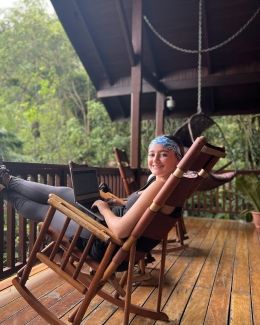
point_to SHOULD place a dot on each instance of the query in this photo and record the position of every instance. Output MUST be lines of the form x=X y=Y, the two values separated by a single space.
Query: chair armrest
x=109 y=195
x=81 y=218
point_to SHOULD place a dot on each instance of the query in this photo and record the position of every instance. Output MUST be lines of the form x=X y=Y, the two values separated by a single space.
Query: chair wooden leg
x=129 y=284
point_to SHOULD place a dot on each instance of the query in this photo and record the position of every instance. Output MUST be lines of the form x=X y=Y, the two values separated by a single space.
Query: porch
x=213 y=281
x=18 y=234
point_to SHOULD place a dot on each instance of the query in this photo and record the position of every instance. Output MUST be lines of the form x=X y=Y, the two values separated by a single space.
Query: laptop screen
x=85 y=185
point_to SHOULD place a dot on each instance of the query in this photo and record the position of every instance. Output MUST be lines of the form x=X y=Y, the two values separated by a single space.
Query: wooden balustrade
x=18 y=234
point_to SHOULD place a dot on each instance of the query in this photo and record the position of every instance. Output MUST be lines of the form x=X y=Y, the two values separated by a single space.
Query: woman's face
x=161 y=161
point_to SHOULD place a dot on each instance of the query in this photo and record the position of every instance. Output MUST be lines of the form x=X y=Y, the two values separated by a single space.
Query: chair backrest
x=126 y=173
x=160 y=217
x=153 y=226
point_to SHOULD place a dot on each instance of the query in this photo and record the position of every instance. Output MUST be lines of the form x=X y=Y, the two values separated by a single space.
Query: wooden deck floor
x=214 y=281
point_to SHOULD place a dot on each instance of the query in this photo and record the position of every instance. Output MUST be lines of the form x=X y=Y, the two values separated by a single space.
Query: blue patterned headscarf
x=167 y=143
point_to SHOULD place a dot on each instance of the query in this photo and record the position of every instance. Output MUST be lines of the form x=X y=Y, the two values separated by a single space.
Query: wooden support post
x=136 y=83
x=159 y=117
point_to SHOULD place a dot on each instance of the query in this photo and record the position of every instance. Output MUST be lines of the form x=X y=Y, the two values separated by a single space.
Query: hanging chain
x=199 y=56
x=178 y=48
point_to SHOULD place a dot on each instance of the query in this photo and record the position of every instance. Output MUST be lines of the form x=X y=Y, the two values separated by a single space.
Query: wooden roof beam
x=93 y=43
x=154 y=82
x=126 y=33
x=150 y=51
x=213 y=80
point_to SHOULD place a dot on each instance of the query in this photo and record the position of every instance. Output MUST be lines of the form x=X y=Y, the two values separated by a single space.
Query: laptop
x=86 y=189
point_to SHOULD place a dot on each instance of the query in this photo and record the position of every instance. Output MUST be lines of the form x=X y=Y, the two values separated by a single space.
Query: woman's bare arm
x=122 y=227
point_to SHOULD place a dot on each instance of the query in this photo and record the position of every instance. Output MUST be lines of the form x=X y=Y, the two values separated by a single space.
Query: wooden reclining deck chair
x=152 y=227
x=130 y=185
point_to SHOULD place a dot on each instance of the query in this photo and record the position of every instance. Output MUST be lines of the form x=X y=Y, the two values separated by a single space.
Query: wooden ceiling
x=100 y=31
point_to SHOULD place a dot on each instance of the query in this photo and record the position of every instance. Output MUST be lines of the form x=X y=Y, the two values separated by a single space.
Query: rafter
x=213 y=80
x=126 y=33
x=93 y=43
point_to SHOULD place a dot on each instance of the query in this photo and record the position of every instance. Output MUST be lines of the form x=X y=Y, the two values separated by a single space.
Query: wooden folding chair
x=119 y=255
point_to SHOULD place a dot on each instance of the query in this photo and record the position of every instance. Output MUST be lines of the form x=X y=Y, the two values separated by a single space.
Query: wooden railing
x=17 y=234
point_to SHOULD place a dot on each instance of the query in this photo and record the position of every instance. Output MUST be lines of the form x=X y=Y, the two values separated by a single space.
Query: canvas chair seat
x=64 y=257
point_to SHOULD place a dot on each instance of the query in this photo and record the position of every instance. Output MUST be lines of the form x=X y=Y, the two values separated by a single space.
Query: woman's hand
x=101 y=205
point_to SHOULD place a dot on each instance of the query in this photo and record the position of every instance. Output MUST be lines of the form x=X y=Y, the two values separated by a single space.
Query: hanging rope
x=199 y=57
x=181 y=49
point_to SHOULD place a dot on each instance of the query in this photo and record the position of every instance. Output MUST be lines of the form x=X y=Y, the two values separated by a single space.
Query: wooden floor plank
x=197 y=251
x=240 y=312
x=195 y=312
x=213 y=281
x=254 y=264
x=218 y=308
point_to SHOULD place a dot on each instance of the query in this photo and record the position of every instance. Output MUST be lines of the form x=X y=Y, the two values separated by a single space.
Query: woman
x=30 y=198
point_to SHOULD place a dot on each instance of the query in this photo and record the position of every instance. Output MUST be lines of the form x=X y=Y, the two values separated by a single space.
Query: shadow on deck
x=215 y=280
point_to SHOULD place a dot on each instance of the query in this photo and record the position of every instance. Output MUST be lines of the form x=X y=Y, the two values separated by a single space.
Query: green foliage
x=249 y=188
x=10 y=145
x=48 y=106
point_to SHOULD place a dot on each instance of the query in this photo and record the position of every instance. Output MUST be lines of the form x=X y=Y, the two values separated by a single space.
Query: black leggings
x=30 y=200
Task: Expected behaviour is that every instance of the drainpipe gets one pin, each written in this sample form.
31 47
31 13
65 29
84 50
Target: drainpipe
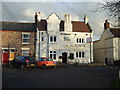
48 44
90 50
39 45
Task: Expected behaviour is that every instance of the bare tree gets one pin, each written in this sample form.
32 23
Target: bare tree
113 11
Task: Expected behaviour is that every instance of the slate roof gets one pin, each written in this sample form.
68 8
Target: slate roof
115 32
77 26
17 26
42 26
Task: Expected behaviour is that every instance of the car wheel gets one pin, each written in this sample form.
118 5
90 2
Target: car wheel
22 67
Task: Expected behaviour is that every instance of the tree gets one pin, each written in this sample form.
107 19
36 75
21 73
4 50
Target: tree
113 11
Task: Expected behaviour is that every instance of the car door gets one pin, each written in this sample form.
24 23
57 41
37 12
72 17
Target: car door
40 62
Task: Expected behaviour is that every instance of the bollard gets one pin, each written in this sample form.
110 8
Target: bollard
119 74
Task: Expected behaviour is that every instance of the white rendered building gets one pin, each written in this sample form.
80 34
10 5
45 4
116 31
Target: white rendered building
70 40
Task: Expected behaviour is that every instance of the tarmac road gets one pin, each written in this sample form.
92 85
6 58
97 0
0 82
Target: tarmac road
60 77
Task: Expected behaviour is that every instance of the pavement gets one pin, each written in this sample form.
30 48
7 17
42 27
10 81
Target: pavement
67 76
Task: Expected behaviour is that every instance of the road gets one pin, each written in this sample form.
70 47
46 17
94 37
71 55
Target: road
60 77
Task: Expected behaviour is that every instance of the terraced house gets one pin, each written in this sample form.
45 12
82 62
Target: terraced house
65 40
17 39
107 48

* [ASSIGNED TASK]
Lines that contain "behaviour" are the result; find them in the entries above and copy each one.

* [REPLY]
Task: Expected behaviour is that every instance of the drainpipe gets one pin, each written in this sample form.
Task: Expected behaviour is that every instance of the bare tree gets one pin, each written in this sample form.
Task: Expected behaviour is that every instance of the slate roof gets one pin, each written in this sample form.
Task: Expected behaviour is that every instance of the car wheel gets one pin, each written in this sample form.
Task: Expected behaviour is that every instance of the tree gets one pin, each written in this sample form.
Task: Expected behaviour is that every instance of the car door gets one pin, each written in this sample form.
Task: Expected behaviour is that every instance of the bollard gets one pin, each written in this sample form.
Task: Expected behaviour is that every instance of the white rendered building gets one pin, each written in this sample form.
Task: Expected behaviour is that every instance of the tarmac road gets one pin, each written in this sample form.
Task: Expected behaviour is that every instance of the pavement gets one pin, each written in this sample form.
Task: Expected behaviour is that every instance of the road gets one pin, each written in this sample form.
Task: Expected behaviour is that every instance of the terraced house gets one pin, each written in this sample form.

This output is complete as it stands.